-- START RAW RECORDS --

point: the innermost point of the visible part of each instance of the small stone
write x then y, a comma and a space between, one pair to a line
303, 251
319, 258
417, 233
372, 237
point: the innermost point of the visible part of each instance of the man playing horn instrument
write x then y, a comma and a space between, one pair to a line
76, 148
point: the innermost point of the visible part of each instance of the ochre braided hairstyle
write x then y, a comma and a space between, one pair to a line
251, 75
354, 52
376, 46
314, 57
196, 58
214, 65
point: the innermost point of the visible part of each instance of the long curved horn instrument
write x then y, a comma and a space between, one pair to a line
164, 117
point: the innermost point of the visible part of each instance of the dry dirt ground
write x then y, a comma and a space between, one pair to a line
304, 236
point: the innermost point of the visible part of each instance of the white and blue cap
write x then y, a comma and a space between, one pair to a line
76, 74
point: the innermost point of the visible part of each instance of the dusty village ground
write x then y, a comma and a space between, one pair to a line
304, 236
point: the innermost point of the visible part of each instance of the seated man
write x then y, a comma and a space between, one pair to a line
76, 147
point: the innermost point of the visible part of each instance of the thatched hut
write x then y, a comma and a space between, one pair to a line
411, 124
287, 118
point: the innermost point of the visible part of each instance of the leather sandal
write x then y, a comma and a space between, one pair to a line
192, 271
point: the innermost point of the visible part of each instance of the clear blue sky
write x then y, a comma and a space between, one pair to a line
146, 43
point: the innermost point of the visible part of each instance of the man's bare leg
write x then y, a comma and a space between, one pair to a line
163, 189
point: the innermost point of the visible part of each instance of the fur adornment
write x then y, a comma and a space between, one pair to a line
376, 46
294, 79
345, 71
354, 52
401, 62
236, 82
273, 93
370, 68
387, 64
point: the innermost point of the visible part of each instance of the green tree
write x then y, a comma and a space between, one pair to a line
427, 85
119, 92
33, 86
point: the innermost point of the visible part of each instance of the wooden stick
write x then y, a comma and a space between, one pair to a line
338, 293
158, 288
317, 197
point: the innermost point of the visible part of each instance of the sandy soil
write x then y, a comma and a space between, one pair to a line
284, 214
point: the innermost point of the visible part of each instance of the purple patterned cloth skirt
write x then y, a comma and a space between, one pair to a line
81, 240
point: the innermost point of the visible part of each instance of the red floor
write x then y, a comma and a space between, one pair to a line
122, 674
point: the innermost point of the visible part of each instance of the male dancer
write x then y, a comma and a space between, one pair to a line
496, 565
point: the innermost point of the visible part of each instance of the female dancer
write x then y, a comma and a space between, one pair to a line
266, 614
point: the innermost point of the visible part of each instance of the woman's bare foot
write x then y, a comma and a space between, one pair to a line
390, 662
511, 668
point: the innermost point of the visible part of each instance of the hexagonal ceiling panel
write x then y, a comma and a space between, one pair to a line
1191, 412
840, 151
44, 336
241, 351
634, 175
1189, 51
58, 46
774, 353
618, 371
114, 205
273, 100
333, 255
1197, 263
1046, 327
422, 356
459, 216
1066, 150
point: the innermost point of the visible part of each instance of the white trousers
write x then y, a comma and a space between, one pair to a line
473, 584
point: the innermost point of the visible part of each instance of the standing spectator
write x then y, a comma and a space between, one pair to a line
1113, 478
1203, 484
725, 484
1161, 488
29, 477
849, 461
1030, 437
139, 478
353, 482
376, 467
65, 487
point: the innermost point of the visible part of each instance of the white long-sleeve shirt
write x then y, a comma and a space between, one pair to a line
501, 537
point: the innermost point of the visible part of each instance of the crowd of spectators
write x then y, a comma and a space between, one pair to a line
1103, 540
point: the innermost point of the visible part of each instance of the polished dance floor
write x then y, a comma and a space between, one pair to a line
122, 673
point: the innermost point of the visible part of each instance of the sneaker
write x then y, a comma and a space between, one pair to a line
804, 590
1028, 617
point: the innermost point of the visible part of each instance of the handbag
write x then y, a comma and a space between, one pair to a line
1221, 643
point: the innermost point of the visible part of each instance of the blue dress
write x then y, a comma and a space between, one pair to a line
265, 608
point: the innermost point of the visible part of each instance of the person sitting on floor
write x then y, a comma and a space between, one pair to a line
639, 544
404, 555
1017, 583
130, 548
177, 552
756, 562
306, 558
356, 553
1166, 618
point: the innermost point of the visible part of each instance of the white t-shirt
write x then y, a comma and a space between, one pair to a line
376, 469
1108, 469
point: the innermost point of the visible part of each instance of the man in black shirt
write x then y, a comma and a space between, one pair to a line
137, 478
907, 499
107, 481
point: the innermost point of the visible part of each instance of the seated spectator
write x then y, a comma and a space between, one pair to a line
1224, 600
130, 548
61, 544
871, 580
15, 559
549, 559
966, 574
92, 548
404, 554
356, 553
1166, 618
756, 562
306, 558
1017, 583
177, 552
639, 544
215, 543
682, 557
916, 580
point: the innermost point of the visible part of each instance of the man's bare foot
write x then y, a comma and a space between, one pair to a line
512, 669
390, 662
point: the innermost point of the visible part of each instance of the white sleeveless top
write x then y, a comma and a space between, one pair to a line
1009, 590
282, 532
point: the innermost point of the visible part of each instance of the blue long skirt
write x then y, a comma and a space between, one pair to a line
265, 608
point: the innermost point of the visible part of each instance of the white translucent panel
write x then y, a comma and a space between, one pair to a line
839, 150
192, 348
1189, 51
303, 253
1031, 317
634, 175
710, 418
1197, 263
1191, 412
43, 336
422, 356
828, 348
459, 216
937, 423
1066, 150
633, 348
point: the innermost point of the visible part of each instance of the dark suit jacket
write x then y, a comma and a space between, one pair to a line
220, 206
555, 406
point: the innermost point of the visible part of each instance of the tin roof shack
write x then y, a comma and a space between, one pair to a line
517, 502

-- END RAW RECORDS --

▶ **WRITTEN PROBLEM**
Write the data out again in full and exactly.

▶ **OUTPUT**
point: the innermost point of the visible part of each instance of the small stone
write x then y, a comma and a space between, one pair to a line
303, 251
319, 258
417, 233
372, 237
point: the innermost point of the visible part of each instance of the man playing horn instrument
write x then y, a comma and a space between, one pair to a line
76, 148
point: the innermost point of the visible part of each instance of the ochre braided hairstyle
write x then y, a comma and a space between, one pair to a line
251, 75
354, 52
376, 46
314, 57
196, 58
214, 65
point: the innermost point of the visible part of each instance of the long curved horn instrument
write x then y, a comma and a space between, one pair to a line
164, 117
point: the innermost point of the visible part of each instance of the dry dirt ground
write x then y, a comma and a space between, one pair to a line
304, 236
point: the innermost point of the visible part of each instance of the white and blue cap
write x then y, a comma and a space between, one pair to a line
76, 74
point: the innermost point of the visible part of each instance of the dusty village ground
write x then y, a comma and a space between, one pair to a line
304, 236
point: the innermost point of the visible part of each instance of the seated man
write x then y, a comma and a space between, one pair to a line
76, 147
point: the innermost point of the visible part of each instance of the thatched hut
write x then y, a comma and a space between, one pair to a line
411, 124
287, 118
point: the innermost point of the visible part of each instance of the leather sandal
write x then y, a comma and a space between, one pair to a line
192, 271
point: the innermost point of the visible part of each instance of the clear blue sky
write x then y, a comma and a space between, one pair to a line
146, 43
point: the innermost point of the visible part of each instance of the man's bare leg
write x then y, a comma and a space between, one pair to a line
163, 189
point: the innermost point of the visible part of each instance of the fur adornment
write x then y, a comma and a space between, one pair to a line
376, 46
294, 79
345, 71
354, 52
401, 62
236, 82
273, 93
370, 68
387, 64
point: the innermost point of the visible part of each instance of the green tree
write x then y, a comma and a space between, one pair to a line
427, 85
119, 92
33, 86
point: the innermost point of the visible part of each instance of the wooden stick
write x then y, a comma and a space between, one pair to a line
338, 293
158, 288
317, 197
point: the innermost point of the visible part of each instance of the sandy soil
write x then y, a comma and a space between, one pair to a line
284, 214
point: the innermost point of the visible part of each instance of the purple patterned cloth skirt
write x then y, a comma and a space between, one pair to a line
81, 240
point: the innermost point of the visible part of each instance of the red floor
write x then y, a comma and a space between, one pair to a line
122, 674
point: the innermost point of the visible part of each instance of the male dancer
write x then y, a comma and a space between, one pair to a line
496, 565
point: the innermost point of the visible part of each instance of the female dancer
write x then y, a comma and a space between, one pair to a line
266, 614
point: the innermost point of the visible part of each instance of the woman's bare foot
write x then y, a comma and a space between, one pair to a line
390, 662
511, 668
point: the innermost point of the visible part of each instance of the hexagonal ceiling panel
write x then y, a comma and a space between, one pair to a line
1191, 412
840, 151
44, 336
241, 351
634, 175
1189, 51
58, 46
774, 353
618, 371
114, 205
273, 100
333, 255
1197, 263
1046, 327
422, 356
459, 216
1066, 150
point: the innermost point of the visible part of each instance of the white trousers
write x then y, a comma and a space between, one pair to a line
473, 584
point: the innermost point of the visible part of each instance of the standing spectator
write x then y, a comma and a space between, one pair to a line
1113, 478
1203, 484
725, 484
1161, 488
29, 477
849, 461
1030, 437
139, 478
353, 482
376, 467
65, 487
point: the innermost point of the visible part of each instance of the white long-sleeve shirt
write x then y, a comma and a space between, one pair to a line
501, 537
point: the innermost point of the visible part of each instance of the crowd of spectators
write x then y, a comma and a space between, one pair to a line
1103, 540
point: the innermost point of the visible part of each instance of the polished dance floor
write x then y, a comma and a space between, one pair to a line
122, 673
point: the innermost point of the visible part of each instance of the sneaker
write x then y, a comma and a space between, one pair to a line
804, 590
1028, 617
point: the innermost point of the visible part of each instance of the handbag
write x then y, a comma and a space between, one pair to a line
1221, 643
point: the innermost point of the visible part of each instance of the blue dress
write x then y, a comma and a space between, one pair to a line
265, 608
point: the innermost point of the visible part of each instance of the person sitting on floor
write x then y, a comma and a space between, one pair to a line
639, 544
404, 555
1017, 583
130, 548
177, 552
756, 562
306, 558
356, 553
1166, 618
point: the innermost point of the visible part of each instance of the white t-shirt
write x then y, a comma and a space between, one pair to a line
376, 469
1108, 469
point: the innermost point of the visible part of each instance of the man in black shirt
write x then y, a comma and a space between, one pair to a line
137, 478
907, 499
107, 481
point: the innermost point of the visible part of each instance of the seated spectator
write x then y, a comma and a space between, one pair to a line
1224, 600
130, 548
61, 544
871, 580
15, 559
549, 559
966, 574
92, 548
404, 554
356, 553
1166, 618
756, 562
306, 558
1017, 583
177, 552
639, 544
215, 543
682, 557
916, 580
point: the innermost point of the visible part of each instance of the man's bare foot
write x then y, a comma and a space between, one pair to a line
512, 669
390, 662
point: the innermost point of the visible part of each instance of the white sleeveless top
write x then y, a comma and a space between, one pair to a line
1009, 590
282, 532
point: the innermost point of the visible part of each instance of the blue long skirt
write x then y, a comma and a space between, one pair to a line
265, 608
point: the innermost point of the visible part of each instance of the white translucent panel
write x then y, a comma and a space between, one pair to a line
839, 150
192, 348
1189, 51
303, 253
1031, 317
634, 175
710, 418
1197, 263
1191, 412
43, 336
422, 356
828, 348
459, 216
937, 423
1066, 150
633, 348
point: the innermost point of the visible part of each instance of the dark suit jacket
write x then y, a comma and a space between, one pair to a line
220, 206
555, 406
point: the innermost point of the visible part of each instance of the tin roof shack
write x then y, a comma and a space between, one pair to a line
517, 502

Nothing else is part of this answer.